*Task goal*:
Pull out every line in the items below that contains the word "When".

*A run of items*:
☆ ☆ ☆ ☆ ☆
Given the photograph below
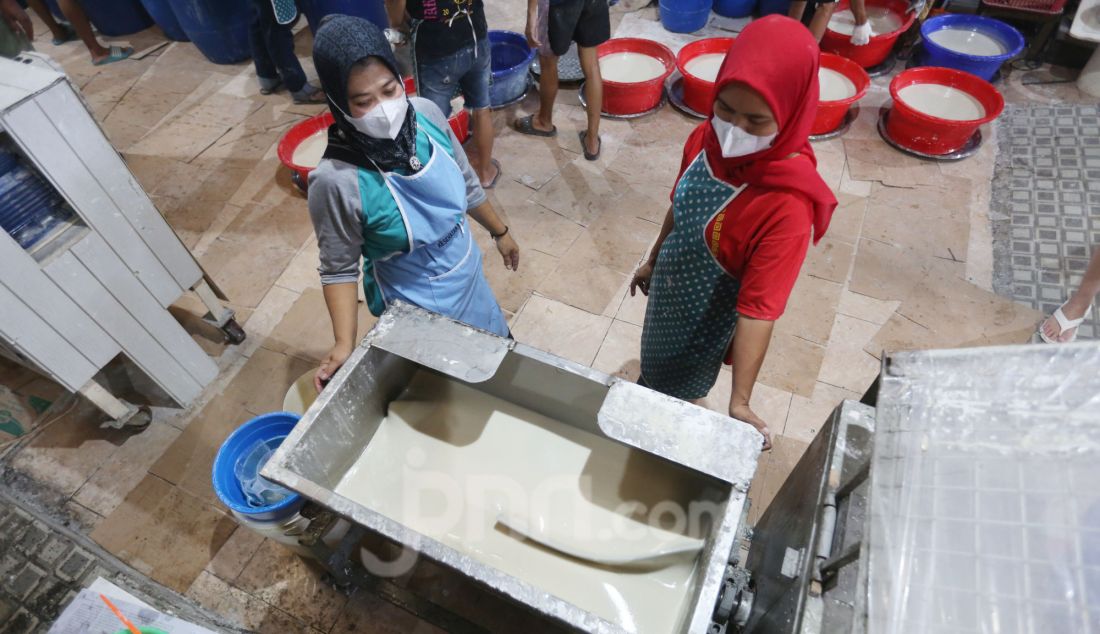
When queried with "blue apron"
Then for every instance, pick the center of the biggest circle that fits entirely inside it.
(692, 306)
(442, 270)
☆ ☆ ☆ ☆ ☆
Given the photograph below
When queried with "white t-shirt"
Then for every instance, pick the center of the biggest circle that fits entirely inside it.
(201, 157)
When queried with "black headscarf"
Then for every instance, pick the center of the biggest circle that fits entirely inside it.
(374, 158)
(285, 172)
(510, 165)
☆ ☆ ☆ ☆ ☆
*Full solution*:
When queried with "blue apron"
When queried with "white t-shirt"
When queried with "black headscarf"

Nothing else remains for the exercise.